● Assigned task 1
Print the stretch of the passage on U.S. nuclear energy from "In contrast, U.S." through "modular reactors (SMRs).".
● Assigned task 2
In the passage on U.S. nuclear energy, how many U.S.-designed small modular reactors did Hungary commit to buying in August?
● Assigned task 3
Go on with the passage on U.S. nuclear energy from where it stops.

● Document segment
That’s partly because, in the U.S., building reactors is so rare. Almost all commercial nuclear energy generation in the U.S., powered by 94 reactors, came online between 1970 and 1990, so pipelines of skilled workers, supplies of specialized equipment, and basic project-management skills have long since dried up. 

But the experience of Vogtle’s construction might point the way forward, Judi Greenwald, the president of the Nuclear Innovation Alliance, told TMD. Even though the project had massive cost overruns, including the lead company, Westinghouse, going bankrupt, Vogtle 4 was built faster than Vogtle 3, Greenwald said. “That gave a lot of credence to people who said ‘we can get our groove back in this,’” she said. “We just have to build more.”

The U.S. also has non-economic incentives to invest more in nuclear energy. Currently, China and Russia are trying to become the leading providers of new nuclear energy. Of the 70 grid-connected nuclear reactors under construction and 110 under planning and proposal, the vast majority are being built by Russia or China, mainly in Asia. The U.S. wants to change that, as part of the White House’s “Energy Dominance Agenda.” 

As global energy supply chains become increasingly vulnerable to geopolitical tensions, the U.S. can both secure its own nuclear energy supply and market it to other countries, Jennifer Gordon, the director of the Nuclear Energy Policy Initiative at the Atlantic Council, told TMD. Russian reactors, she said, are based on a build-own-operate model, where the end product is “like a little piece of Russia sitting in your country.” The reactor’s “ownership is Russian, the security force could be Russian protecting the plants, and Russia may then have the ability to turn off the power,” Gordon said.

In contrast, U.S. production processes are much more transparent, and countries can assume control of the reactors after they’ve been built. In recent months, several countries have signed nuclear power agreements with the U.S.—most recently Saudi Arabia, which this week agreed to a future U.S.-Saudi nuclear power partnership. And in August, Hungary committed to buying 10 U.S.-designed small modular reactors (SMRs).

[Records excerpted from a collection]
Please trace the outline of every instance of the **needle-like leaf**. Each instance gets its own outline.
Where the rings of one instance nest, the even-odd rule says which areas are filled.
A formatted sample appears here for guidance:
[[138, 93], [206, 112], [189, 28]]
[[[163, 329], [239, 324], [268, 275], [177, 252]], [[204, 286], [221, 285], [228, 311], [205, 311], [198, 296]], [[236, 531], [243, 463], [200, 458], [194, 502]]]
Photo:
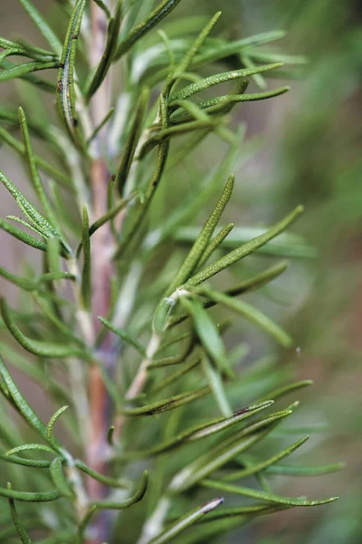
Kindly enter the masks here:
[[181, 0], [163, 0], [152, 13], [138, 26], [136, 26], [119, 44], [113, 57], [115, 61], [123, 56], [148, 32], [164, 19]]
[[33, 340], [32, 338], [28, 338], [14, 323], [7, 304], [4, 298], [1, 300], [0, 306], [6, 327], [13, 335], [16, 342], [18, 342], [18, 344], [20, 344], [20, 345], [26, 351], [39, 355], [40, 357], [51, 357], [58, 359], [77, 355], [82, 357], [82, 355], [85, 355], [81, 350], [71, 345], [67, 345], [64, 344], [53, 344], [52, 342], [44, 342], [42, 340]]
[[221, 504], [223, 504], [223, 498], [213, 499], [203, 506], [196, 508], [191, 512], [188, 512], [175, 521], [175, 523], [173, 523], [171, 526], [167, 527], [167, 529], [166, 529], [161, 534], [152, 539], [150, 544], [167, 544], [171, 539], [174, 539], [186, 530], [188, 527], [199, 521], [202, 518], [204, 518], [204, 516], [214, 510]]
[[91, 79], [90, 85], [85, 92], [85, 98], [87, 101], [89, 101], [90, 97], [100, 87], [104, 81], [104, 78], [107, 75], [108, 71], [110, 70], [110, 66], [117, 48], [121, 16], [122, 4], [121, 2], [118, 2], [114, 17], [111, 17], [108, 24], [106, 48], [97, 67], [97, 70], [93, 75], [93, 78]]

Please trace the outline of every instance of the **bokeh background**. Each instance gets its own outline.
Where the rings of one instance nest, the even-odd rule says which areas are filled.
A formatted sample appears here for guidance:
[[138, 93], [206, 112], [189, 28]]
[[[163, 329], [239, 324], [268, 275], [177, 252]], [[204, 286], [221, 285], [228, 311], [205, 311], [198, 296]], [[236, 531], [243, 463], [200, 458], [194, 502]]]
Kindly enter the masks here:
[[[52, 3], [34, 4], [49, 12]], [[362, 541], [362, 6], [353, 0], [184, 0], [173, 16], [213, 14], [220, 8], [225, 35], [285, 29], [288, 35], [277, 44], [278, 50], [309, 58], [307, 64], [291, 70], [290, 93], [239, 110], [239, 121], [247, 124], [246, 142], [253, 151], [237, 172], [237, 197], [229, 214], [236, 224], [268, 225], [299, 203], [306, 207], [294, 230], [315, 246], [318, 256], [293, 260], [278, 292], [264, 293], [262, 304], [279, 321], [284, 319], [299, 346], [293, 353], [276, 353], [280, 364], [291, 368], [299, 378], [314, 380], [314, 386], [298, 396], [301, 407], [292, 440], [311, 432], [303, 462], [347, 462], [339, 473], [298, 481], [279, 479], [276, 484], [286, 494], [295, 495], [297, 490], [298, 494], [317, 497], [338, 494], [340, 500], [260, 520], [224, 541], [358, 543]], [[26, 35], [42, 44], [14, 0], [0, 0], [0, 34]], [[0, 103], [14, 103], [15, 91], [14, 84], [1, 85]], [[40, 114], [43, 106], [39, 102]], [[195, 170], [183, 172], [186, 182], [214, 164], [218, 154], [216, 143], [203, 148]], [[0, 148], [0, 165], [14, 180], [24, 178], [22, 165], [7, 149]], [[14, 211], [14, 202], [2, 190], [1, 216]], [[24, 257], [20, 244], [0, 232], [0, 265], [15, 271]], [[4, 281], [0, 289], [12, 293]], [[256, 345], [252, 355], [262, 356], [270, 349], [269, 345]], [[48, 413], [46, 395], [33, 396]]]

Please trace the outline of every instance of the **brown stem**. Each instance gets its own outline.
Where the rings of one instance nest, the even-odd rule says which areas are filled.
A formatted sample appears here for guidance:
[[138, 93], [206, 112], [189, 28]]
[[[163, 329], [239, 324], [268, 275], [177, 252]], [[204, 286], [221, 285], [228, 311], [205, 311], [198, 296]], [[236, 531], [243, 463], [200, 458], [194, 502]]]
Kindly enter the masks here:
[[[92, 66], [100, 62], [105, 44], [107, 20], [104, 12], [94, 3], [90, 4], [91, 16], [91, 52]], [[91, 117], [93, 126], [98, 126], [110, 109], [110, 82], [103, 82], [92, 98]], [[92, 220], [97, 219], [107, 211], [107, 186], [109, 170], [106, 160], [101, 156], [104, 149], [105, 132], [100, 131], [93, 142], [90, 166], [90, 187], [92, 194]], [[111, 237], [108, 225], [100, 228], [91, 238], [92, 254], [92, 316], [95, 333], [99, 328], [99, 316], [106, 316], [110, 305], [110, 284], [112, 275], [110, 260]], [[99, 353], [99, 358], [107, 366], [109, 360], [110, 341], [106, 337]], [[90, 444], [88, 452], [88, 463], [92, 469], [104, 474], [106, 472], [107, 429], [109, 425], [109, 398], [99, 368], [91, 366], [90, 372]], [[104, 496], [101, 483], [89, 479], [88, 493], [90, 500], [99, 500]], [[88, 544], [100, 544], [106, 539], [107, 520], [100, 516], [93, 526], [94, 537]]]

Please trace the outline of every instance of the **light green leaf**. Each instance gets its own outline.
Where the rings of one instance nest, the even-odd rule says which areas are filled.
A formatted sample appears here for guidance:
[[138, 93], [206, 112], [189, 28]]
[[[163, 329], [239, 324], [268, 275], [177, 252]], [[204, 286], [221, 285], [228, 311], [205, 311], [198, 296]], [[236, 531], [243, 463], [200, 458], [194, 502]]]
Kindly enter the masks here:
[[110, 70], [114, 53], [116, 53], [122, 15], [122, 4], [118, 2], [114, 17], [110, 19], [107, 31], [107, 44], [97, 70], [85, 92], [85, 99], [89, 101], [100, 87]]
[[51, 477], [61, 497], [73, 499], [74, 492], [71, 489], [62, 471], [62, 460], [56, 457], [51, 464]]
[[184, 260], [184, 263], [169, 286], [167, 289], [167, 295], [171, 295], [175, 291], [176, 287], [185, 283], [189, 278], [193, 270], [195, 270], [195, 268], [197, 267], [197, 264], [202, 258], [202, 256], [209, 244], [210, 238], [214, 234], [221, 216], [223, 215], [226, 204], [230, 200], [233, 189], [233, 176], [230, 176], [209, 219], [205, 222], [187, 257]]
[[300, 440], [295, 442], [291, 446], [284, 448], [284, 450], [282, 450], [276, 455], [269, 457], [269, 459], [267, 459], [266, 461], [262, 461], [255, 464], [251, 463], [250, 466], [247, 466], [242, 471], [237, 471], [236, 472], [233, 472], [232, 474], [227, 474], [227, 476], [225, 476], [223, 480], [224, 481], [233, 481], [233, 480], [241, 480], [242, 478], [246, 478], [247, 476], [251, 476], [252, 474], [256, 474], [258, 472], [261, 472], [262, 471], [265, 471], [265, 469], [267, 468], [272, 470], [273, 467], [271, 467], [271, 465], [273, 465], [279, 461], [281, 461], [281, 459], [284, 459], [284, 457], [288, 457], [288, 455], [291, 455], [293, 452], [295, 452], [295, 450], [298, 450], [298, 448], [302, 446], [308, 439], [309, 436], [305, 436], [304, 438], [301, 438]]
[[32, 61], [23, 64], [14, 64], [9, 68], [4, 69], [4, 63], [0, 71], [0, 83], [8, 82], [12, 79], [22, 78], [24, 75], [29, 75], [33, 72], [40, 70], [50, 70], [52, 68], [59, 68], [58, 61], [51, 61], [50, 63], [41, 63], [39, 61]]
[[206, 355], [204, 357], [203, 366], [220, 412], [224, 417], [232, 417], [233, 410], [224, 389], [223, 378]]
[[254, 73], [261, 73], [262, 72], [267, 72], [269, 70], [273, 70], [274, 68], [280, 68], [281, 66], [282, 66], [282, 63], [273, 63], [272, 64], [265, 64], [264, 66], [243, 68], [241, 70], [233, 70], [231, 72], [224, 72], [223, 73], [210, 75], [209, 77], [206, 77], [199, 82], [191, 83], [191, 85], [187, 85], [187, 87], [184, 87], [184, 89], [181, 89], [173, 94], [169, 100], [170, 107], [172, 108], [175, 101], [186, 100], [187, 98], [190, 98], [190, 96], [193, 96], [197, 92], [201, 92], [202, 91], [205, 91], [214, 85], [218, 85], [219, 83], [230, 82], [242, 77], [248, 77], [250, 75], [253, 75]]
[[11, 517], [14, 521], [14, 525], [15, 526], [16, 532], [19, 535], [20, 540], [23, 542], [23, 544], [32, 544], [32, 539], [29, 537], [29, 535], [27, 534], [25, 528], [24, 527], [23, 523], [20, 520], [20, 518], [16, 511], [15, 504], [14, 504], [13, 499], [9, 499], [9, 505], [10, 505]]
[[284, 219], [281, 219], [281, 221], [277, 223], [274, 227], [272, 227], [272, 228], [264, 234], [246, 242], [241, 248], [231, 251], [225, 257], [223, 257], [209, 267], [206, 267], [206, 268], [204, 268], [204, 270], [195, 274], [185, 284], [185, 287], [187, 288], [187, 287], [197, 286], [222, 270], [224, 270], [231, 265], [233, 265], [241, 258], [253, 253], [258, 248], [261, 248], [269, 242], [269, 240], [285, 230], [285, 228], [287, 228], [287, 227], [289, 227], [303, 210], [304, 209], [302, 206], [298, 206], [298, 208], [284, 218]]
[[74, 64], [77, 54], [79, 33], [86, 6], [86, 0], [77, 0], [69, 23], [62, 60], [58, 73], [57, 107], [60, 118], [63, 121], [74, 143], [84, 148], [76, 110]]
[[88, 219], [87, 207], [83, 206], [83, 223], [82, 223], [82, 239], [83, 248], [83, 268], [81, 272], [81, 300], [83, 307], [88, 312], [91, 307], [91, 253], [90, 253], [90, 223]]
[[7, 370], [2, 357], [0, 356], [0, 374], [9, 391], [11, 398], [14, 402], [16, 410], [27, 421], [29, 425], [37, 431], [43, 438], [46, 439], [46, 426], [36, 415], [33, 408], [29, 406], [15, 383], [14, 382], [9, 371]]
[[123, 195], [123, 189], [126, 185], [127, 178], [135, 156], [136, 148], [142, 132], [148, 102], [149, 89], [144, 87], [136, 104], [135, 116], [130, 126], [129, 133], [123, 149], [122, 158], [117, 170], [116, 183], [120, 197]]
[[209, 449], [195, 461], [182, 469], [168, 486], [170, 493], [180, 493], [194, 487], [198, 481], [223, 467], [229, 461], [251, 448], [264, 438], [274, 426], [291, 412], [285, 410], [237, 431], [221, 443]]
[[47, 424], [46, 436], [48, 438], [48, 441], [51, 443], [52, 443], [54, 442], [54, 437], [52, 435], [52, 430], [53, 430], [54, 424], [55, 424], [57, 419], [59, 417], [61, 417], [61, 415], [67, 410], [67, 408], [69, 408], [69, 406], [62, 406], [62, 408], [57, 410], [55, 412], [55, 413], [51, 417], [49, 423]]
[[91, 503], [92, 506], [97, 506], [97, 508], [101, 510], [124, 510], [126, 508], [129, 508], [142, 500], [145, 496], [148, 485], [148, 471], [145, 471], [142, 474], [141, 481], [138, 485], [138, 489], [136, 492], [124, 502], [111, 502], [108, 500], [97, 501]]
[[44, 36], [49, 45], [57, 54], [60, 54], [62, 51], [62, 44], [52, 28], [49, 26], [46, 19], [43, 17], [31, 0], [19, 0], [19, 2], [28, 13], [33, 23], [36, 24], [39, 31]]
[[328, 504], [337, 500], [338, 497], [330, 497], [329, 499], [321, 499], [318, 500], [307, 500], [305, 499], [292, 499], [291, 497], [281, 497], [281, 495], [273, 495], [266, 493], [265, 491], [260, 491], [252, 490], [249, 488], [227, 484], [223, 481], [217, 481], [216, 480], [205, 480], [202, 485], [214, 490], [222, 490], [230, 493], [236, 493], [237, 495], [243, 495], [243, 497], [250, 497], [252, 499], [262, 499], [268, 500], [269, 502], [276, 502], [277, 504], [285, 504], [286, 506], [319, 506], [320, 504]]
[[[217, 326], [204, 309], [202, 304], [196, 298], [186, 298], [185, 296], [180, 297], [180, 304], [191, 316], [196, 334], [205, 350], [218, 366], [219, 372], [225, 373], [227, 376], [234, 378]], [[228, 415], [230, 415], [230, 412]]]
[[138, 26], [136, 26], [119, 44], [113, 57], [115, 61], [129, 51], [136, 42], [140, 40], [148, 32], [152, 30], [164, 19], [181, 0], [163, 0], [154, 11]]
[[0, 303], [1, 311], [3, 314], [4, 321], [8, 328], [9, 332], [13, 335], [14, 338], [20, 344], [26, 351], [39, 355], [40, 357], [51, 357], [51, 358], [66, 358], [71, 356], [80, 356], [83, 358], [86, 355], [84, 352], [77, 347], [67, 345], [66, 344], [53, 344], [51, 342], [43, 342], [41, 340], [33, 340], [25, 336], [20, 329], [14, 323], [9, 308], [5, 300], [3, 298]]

● Response box 1
In contrast, U.S. production processes are much more transparent, and countries can assume control of the reactors after they’ve been built. In recent months, several countries have signed nuclear power agreements with the U.S.—most recently Saudi Arabia, which this week agreed to a future U.S.-Saudi nuclear power partnership. And in August, Hungary committed to buying 10 U.S.-designed small modular reactors (SMRs).

● Response box 2
Ten.

● Response box 3
Traditional nuclear power plants produce on average 1,000 megawatts of power, and can make up to 2,000—suitable for powering large-scale projects like municipal electrical generation—and are built one at a time, on-site. SMRs generate 300 megawatts or less, and can be built in factories and then deployed for smaller projects, such as industrial plants and water desalination facilities. Though China and Russia are building more large nuclear plants, SMRs and even smaller micro-reactors are one area where the U.S.—and its startup scene—may possess a qualitative advantage.

Valar Atomics, the Palantir-backed firm based in California, announced Monday that it had become the first nuclear startup to achieve criticality, or a continuous chain reaction that powers its reactor. Other firms are using SMRs, along with new tech—like using molten chloride salts as fuel, which is much safer than uranium—to create new commercial uses. 

TMD spoke to Joel Spangenberg, the U.S. country head for Core Power, a British startup that aims to create floating nuclear power plants and nuclear-powered motors for merchant vessels. Core Power’s business plan hinges on assembling large numbers of SMRs at a single site and then fitting them onto ships or towing them to offshore basing sites, rather than building bespoke plants at individual sites. “We’ll be able to get the learning curve effect and drive down the cost,” he said. 

But America’s road toward renewing its nuclear industry is far from assured, said Rowen Price, a policy adviser on the nuclear energy team at Third Way, a left-of-center think tank. Significant financing commitments from the government, permitting reform, and redeveloped equipment pipelines—all are needed to regrow the U.S. nuclear industry

But she noted the political and commercial prospects have rarely been brighter.  “A lot of it is kind of new for us, because we haven’t done a lot of this in a while, and so we’re kind of learning from the beginning,” she said.